## GIVEN PROBLEM
Pick out and copy every line of the records that contains the string "point".
[Start]
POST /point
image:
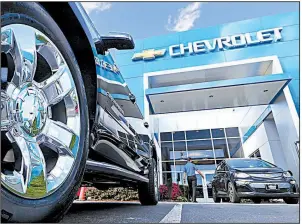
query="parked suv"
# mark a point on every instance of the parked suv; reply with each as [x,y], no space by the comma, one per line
[253,179]
[66,110]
[End]
## ANSWER TO THIS EXERCISE
POST /point
# mark a point on every instance of the parked suv; reply with each as [x,y], no space by the comma, one per line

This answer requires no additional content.